WORK TO DO:
Please reproduce all of the material below character for character, with no changes or omissions.

SOURCE DATA:

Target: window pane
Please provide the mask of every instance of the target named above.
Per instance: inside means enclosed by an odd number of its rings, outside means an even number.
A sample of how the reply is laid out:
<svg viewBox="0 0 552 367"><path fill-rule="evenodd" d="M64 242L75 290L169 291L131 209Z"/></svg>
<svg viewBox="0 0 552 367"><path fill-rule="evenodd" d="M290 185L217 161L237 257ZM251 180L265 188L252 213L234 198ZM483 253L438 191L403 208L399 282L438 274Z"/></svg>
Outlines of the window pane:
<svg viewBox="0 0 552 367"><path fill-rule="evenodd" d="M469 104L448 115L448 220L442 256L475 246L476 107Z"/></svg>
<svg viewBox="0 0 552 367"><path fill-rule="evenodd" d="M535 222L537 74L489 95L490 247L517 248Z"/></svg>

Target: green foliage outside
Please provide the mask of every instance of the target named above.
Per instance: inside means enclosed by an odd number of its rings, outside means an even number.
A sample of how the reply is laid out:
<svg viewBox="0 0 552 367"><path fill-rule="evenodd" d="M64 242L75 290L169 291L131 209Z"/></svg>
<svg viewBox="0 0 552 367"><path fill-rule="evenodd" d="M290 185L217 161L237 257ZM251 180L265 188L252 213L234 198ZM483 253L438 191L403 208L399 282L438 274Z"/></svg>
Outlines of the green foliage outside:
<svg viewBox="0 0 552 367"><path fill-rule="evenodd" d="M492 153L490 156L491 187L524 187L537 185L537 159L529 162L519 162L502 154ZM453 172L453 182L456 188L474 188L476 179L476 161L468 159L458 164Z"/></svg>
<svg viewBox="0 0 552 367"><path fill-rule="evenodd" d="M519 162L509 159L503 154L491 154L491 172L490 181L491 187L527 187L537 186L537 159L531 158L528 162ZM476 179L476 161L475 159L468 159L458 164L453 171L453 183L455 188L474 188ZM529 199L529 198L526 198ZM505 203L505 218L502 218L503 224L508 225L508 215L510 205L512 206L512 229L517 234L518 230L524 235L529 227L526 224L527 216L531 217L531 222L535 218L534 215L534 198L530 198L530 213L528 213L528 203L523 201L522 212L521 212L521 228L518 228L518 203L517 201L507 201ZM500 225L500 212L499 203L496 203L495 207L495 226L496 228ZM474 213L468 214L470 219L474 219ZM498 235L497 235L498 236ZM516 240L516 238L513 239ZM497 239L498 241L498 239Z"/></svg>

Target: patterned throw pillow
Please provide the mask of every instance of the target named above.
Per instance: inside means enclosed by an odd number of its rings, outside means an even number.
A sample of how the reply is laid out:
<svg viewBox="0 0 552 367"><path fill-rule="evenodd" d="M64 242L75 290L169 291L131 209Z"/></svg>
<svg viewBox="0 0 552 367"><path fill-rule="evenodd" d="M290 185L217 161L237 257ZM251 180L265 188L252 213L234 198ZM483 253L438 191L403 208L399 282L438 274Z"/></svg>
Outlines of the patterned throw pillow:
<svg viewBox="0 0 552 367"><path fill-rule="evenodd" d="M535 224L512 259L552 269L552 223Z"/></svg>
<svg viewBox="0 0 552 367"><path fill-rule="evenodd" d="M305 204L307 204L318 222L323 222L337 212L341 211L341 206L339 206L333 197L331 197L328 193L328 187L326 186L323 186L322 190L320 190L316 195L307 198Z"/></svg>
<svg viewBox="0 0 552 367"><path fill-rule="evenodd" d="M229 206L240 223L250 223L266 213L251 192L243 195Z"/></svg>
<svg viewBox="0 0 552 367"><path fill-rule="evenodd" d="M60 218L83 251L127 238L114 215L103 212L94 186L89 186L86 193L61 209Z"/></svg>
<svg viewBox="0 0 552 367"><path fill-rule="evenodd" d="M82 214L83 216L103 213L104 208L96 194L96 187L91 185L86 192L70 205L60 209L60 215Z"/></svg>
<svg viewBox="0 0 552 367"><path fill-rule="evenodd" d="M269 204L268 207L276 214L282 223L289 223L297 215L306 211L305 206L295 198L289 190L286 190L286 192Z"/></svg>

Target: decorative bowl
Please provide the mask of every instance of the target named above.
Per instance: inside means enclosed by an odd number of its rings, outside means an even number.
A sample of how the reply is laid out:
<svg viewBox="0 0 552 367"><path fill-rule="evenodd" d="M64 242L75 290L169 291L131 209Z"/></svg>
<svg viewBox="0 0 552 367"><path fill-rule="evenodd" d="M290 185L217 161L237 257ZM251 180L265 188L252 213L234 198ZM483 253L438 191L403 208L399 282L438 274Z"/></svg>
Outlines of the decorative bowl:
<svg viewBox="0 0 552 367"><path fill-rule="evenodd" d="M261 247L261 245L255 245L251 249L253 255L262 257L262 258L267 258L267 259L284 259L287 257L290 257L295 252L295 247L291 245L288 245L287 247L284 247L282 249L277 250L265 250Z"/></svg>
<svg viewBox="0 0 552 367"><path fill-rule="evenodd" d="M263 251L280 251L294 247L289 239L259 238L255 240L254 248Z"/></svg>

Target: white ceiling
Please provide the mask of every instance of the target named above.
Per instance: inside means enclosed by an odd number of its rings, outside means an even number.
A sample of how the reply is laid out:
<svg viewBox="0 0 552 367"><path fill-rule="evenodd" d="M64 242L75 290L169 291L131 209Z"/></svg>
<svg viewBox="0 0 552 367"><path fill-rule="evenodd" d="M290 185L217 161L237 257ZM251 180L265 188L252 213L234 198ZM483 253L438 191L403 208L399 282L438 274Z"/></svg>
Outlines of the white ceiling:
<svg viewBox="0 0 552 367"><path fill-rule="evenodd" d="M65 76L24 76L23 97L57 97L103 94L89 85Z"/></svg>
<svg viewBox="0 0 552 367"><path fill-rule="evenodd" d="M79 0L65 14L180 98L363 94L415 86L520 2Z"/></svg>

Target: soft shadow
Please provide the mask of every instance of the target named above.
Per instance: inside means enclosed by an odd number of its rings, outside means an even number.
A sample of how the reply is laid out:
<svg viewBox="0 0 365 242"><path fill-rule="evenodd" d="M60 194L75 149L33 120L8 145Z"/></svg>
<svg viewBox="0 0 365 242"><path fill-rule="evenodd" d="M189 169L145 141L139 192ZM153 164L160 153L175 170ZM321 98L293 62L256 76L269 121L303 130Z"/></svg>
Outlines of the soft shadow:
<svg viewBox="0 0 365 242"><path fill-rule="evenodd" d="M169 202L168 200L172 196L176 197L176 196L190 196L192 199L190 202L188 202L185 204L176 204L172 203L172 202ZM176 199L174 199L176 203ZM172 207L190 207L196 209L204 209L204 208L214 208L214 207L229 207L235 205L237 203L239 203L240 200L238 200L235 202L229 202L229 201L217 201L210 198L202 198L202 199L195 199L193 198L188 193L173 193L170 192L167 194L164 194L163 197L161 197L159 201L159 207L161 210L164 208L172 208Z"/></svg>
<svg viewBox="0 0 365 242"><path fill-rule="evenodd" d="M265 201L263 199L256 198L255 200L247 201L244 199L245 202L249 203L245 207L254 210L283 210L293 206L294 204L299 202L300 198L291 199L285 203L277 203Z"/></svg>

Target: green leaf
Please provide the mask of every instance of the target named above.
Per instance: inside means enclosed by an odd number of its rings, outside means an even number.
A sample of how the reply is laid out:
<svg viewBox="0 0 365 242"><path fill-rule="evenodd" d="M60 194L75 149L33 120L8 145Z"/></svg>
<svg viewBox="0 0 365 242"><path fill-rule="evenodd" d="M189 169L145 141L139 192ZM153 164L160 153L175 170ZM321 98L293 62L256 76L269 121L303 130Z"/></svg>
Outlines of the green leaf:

WRITTEN RESPONSE:
Target: window pane
Please provide the mask of every instance of the target named above.
Per instance: inside means enclosed by an odd number of its rings, outside means an even number.
A sample of how the reply is laid out:
<svg viewBox="0 0 552 367"><path fill-rule="evenodd" d="M64 242L75 290L169 291L131 209Z"/></svg>
<svg viewBox="0 0 552 367"><path fill-rule="evenodd" d="M290 185L217 161L237 257ZM251 180L265 188L252 213L234 198ZM483 253L438 191L403 208L399 282L438 274Z"/></svg>
Outlines of the window pane:
<svg viewBox="0 0 552 367"><path fill-rule="evenodd" d="M469 104L448 115L448 220L442 256L475 246L476 107Z"/></svg>
<svg viewBox="0 0 552 367"><path fill-rule="evenodd" d="M535 222L537 74L489 95L490 247L517 248Z"/></svg>

Target: green foliage outside
Please provide the mask of every instance of the target named above.
Per instance: inside means enclosed by an odd number of its rings, outside means an even number.
A sample of how the reply is laid out:
<svg viewBox="0 0 552 367"><path fill-rule="evenodd" d="M64 242L75 290L169 291L131 209Z"/></svg>
<svg viewBox="0 0 552 367"><path fill-rule="evenodd" d="M290 185L217 161L237 257ZM251 180L265 188L252 213L234 198ZM483 253L438 191L403 208L399 282L438 274Z"/></svg>
Outlines of the green foliage outside:
<svg viewBox="0 0 552 367"><path fill-rule="evenodd" d="M492 153L490 156L491 187L524 187L537 185L537 159L529 162L519 162L502 154ZM453 172L453 182L456 188L474 188L476 179L476 161L468 159L458 164Z"/></svg>
<svg viewBox="0 0 552 367"><path fill-rule="evenodd" d="M519 162L509 159L503 154L491 154L491 172L490 181L491 187L527 187L537 186L537 159L531 158L528 162ZM476 179L476 161L475 159L468 159L458 164L453 171L453 183L455 188L474 188ZM529 199L529 198L526 198ZM505 203L505 218L502 218L503 224L508 225L508 215L510 205L512 206L512 229L517 234L518 230L524 235L529 227L526 224L527 216L531 217L531 222L535 218L534 215L534 198L530 198L530 213L528 213L528 203L523 201L522 212L521 212L521 228L518 228L518 203L517 201L507 201ZM500 225L500 212L499 203L496 203L495 207L495 226L496 228ZM474 213L468 214L470 219L474 219ZM498 235L497 235L498 236ZM516 240L516 238L513 239ZM497 239L498 241L498 239Z"/></svg>

Target: patterned throw pillow
Please provide the mask of every instance of the target named above.
Per instance: inside means enclosed by an odd number of its rings, outside means an even number.
A sample of how the reply is laid out:
<svg viewBox="0 0 552 367"><path fill-rule="evenodd" d="M64 242L75 290L169 291L131 209Z"/></svg>
<svg viewBox="0 0 552 367"><path fill-rule="evenodd" d="M290 185L217 161L237 257ZM251 180L265 188L252 213L234 198ZM483 253L438 191L403 208L399 282L438 274Z"/></svg>
Outlines of the patterned throw pillow:
<svg viewBox="0 0 552 367"><path fill-rule="evenodd" d="M535 224L512 259L552 269L552 223Z"/></svg>
<svg viewBox="0 0 552 367"><path fill-rule="evenodd" d="M305 204L307 204L318 222L323 222L337 212L341 211L341 206L339 206L333 197L331 197L328 193L328 187L326 186L323 186L322 190L320 190L316 195L307 198Z"/></svg>
<svg viewBox="0 0 552 367"><path fill-rule="evenodd" d="M229 206L240 223L250 223L266 213L251 192L243 195Z"/></svg>
<svg viewBox="0 0 552 367"><path fill-rule="evenodd" d="M60 218L83 251L127 238L114 215L103 212L94 186L89 186L86 193L61 209Z"/></svg>
<svg viewBox="0 0 552 367"><path fill-rule="evenodd" d="M82 214L83 216L103 213L104 208L96 194L96 187L91 185L86 192L70 205L60 209L60 215Z"/></svg>
<svg viewBox="0 0 552 367"><path fill-rule="evenodd" d="M269 204L268 207L276 214L282 223L289 223L297 215L306 211L305 206L295 198L289 190L286 190L286 192Z"/></svg>

Target: decorative bowl
Please provide the mask of every instance of the target named above.
Per instance: inside means enclosed by an odd number of its rings, outside means an even number.
A sample of how the reply is laid out:
<svg viewBox="0 0 552 367"><path fill-rule="evenodd" d="M64 242L75 290L169 291L131 209Z"/></svg>
<svg viewBox="0 0 552 367"><path fill-rule="evenodd" d="M290 185L217 161L237 257ZM251 180L265 188L252 213L234 198ZM483 253L438 191L403 208L399 282L438 274Z"/></svg>
Outlines of the decorative bowl:
<svg viewBox="0 0 552 367"><path fill-rule="evenodd" d="M261 247L261 245L255 245L251 249L253 255L262 257L262 258L267 258L267 259L284 259L287 257L290 257L295 252L295 247L291 245L288 245L287 247L284 247L282 249L277 250L265 250Z"/></svg>
<svg viewBox="0 0 552 367"><path fill-rule="evenodd" d="M263 251L280 251L294 247L289 239L259 238L255 240L254 248Z"/></svg>

Target: white ceiling
Please provide the mask of every instance of the target named above.
Per instance: inside means enclosed by an odd number of its rings, outside means an even number.
A sample of how the reply is laid out:
<svg viewBox="0 0 552 367"><path fill-rule="evenodd" d="M64 242L75 290L169 291L131 209Z"/></svg>
<svg viewBox="0 0 552 367"><path fill-rule="evenodd" d="M290 185L217 161L237 257ZM251 180L265 188L252 213L234 198ZM483 253L438 191L403 208L399 282L438 274Z"/></svg>
Outlines of the white ceiling:
<svg viewBox="0 0 552 367"><path fill-rule="evenodd" d="M65 76L24 76L23 97L57 97L103 94L89 85Z"/></svg>
<svg viewBox="0 0 552 367"><path fill-rule="evenodd" d="M79 0L65 14L180 98L363 94L415 86L520 2Z"/></svg>

Target: soft shadow
Please provide the mask of every instance of the target named above.
Per instance: inside means enclosed by an odd number of its rings, outside means an even number.
A sample of how the reply is laid out:
<svg viewBox="0 0 365 242"><path fill-rule="evenodd" d="M60 194L75 149L33 120L8 145Z"/></svg>
<svg viewBox="0 0 365 242"><path fill-rule="evenodd" d="M189 169L145 141L139 192ZM153 164L160 153L175 170ZM321 98L293 62L256 76L269 121L303 130Z"/></svg>
Outlines of the soft shadow:
<svg viewBox="0 0 365 242"><path fill-rule="evenodd" d="M169 202L168 200L172 196L176 197L176 196L190 196L192 199L190 202L188 202L185 204L176 204L172 203L172 202ZM176 199L174 199L176 203ZM172 207L190 207L196 209L204 209L204 208L214 208L214 207L229 207L235 205L237 203L239 203L240 200L238 200L235 202L229 202L229 201L217 201L210 198L202 198L202 199L195 199L193 198L188 193L173 193L170 192L167 194L164 194L163 197L161 197L159 201L159 207L161 210L164 208L172 208Z"/></svg>
<svg viewBox="0 0 365 242"><path fill-rule="evenodd" d="M265 201L263 199L256 198L255 200L247 201L244 199L245 202L249 203L245 207L254 210L283 210L293 206L294 204L299 202L300 198L291 199L285 203L277 203Z"/></svg>

Target: green leaf
Please provide the mask of every instance of the target named above.
Per instance: inside means enclosed by an odd number of its rings, outside means an even number.
A sample of how the reply is laid out:
<svg viewBox="0 0 365 242"><path fill-rule="evenodd" d="M60 194L75 149L33 120L8 145Z"/></svg>
<svg viewBox="0 0 365 242"><path fill-rule="evenodd" d="M189 169L145 141L139 192ZM153 164L160 153L175 170ZM321 98L293 62L256 76L269 121L303 130Z"/></svg>
Outlines of the green leaf:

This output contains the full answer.